Two lines in the listing below mark the span: one contains "Find the arm" and one contains "Find the ear". Reproduce both of them and everything between, exactly.

----

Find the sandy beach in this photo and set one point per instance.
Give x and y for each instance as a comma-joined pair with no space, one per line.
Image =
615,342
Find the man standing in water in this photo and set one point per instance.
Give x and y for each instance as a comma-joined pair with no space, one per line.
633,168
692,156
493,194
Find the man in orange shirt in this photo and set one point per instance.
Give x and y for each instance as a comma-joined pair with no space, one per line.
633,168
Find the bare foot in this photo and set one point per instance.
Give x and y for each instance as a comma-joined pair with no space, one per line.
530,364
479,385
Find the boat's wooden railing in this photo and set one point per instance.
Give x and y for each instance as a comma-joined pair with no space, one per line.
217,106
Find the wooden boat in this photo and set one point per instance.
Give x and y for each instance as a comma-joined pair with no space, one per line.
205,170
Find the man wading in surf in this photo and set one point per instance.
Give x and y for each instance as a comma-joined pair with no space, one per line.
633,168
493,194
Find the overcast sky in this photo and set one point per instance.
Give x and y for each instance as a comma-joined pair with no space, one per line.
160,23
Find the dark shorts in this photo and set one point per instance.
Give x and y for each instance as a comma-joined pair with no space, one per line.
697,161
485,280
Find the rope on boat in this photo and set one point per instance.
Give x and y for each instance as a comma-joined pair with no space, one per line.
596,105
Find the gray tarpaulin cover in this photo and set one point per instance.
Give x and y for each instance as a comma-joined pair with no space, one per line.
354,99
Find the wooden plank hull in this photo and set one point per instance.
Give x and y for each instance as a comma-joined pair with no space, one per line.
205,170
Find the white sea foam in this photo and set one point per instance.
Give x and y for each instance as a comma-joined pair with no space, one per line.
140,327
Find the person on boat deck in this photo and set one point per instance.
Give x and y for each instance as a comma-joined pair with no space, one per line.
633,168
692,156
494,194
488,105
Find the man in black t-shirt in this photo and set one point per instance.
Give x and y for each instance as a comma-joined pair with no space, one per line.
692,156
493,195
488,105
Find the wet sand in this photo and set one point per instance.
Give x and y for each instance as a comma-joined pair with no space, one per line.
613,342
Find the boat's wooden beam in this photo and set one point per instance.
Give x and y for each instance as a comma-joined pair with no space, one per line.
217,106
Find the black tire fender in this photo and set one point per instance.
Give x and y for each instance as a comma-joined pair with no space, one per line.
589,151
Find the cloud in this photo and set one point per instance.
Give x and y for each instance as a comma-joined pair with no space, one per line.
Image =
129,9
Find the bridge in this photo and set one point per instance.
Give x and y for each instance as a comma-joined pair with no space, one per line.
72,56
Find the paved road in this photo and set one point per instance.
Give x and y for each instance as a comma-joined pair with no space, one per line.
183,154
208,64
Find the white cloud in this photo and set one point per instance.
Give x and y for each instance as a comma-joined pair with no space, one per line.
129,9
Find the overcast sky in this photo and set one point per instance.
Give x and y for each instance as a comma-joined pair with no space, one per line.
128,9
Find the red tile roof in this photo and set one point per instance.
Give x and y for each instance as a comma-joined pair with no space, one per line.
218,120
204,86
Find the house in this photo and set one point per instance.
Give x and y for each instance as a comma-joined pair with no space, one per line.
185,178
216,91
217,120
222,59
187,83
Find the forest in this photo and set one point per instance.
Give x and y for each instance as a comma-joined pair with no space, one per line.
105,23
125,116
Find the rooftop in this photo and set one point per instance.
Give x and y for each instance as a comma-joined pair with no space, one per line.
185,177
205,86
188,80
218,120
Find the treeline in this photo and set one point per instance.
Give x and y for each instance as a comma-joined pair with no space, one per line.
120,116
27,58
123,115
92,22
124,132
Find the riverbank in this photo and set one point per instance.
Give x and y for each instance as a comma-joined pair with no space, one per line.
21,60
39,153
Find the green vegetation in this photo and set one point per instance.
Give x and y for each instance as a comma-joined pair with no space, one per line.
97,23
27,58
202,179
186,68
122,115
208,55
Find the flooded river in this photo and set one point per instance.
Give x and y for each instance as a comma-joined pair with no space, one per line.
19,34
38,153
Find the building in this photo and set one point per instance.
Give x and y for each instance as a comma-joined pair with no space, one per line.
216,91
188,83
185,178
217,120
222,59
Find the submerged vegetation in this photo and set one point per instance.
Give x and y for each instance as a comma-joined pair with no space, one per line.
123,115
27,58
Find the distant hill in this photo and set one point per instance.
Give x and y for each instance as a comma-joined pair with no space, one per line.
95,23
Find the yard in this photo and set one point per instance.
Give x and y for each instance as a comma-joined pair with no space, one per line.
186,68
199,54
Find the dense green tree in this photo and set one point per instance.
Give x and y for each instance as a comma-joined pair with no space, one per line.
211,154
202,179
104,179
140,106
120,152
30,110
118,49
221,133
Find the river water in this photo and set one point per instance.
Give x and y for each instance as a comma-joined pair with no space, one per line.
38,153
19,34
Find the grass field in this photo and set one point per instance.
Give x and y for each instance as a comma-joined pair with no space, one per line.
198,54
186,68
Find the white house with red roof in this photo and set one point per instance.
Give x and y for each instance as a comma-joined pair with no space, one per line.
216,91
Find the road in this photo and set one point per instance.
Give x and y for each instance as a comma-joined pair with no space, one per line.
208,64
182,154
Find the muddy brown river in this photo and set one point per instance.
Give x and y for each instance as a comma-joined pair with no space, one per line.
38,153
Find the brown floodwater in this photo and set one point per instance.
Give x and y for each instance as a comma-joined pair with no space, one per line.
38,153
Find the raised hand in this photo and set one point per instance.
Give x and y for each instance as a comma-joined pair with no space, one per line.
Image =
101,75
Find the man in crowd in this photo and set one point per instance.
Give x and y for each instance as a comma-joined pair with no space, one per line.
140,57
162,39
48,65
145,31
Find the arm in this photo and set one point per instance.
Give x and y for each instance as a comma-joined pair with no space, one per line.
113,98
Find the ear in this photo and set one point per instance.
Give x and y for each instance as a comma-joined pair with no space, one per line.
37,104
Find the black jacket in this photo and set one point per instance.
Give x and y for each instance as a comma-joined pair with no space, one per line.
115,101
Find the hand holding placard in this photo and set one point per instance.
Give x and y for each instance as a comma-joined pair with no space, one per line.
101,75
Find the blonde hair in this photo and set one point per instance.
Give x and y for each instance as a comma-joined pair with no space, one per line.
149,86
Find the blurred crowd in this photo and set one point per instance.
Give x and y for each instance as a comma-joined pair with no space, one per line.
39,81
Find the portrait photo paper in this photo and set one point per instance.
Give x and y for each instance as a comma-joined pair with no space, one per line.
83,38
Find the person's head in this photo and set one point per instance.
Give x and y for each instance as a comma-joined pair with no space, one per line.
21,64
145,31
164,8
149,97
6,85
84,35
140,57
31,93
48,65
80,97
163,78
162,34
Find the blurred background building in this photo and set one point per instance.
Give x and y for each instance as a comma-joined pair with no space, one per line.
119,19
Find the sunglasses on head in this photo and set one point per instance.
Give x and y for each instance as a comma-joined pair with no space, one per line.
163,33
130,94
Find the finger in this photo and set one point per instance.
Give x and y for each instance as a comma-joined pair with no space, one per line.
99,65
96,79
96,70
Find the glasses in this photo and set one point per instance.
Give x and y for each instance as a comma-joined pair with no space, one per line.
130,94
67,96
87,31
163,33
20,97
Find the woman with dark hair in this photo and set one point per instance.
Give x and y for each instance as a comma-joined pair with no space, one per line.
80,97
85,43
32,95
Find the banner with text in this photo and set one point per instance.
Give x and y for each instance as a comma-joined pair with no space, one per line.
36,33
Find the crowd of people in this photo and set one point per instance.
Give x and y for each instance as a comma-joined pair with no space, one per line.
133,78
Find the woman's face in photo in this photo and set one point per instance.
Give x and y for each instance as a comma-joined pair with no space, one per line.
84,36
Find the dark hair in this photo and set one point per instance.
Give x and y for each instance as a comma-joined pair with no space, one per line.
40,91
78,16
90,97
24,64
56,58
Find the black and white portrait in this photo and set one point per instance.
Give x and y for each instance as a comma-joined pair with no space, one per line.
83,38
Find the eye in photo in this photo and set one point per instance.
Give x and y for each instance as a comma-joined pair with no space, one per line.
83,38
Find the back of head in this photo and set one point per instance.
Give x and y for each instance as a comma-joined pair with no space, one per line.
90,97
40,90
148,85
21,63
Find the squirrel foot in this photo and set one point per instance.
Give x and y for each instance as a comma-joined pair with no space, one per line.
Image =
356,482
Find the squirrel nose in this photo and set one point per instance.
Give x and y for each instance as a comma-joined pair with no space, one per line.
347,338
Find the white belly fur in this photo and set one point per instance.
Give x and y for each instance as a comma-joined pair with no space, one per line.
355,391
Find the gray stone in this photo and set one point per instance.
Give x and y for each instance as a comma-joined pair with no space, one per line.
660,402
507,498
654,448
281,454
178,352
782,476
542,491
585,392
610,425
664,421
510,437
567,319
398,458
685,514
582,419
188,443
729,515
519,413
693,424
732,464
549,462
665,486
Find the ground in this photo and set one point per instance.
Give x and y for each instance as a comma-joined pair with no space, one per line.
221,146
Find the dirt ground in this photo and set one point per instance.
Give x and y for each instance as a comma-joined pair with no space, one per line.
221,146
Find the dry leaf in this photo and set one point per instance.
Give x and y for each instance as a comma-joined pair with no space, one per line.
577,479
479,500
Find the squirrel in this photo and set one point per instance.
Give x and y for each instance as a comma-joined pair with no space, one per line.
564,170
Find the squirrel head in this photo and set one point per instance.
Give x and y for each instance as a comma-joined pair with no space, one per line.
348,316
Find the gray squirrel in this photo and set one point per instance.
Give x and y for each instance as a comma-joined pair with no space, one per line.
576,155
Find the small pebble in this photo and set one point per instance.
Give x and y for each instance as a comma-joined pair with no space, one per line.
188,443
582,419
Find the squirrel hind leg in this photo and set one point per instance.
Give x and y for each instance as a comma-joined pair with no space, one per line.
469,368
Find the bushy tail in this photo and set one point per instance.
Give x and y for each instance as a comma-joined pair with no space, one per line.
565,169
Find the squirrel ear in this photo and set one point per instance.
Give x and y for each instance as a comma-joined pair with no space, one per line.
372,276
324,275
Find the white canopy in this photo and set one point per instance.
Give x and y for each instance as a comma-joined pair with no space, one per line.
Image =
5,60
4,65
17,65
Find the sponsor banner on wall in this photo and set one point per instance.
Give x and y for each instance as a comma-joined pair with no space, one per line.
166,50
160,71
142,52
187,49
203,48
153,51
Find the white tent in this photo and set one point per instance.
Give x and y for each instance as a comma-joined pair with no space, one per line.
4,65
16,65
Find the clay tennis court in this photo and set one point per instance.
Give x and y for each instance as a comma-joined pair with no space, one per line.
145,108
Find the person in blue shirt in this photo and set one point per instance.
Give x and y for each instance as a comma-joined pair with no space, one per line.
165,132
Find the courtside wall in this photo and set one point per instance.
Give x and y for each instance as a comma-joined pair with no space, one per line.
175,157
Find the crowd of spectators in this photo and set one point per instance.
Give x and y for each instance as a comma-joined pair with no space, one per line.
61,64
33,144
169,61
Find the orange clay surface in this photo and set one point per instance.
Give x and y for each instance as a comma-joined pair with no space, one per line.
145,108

----

» **Output for this exercise**:
Find the arm in this photo and set one point per instance.
Give x and y for each instance as a comma-joined pair with no space, one per line.
113,98
Find the ear in this photo and set one point per instance.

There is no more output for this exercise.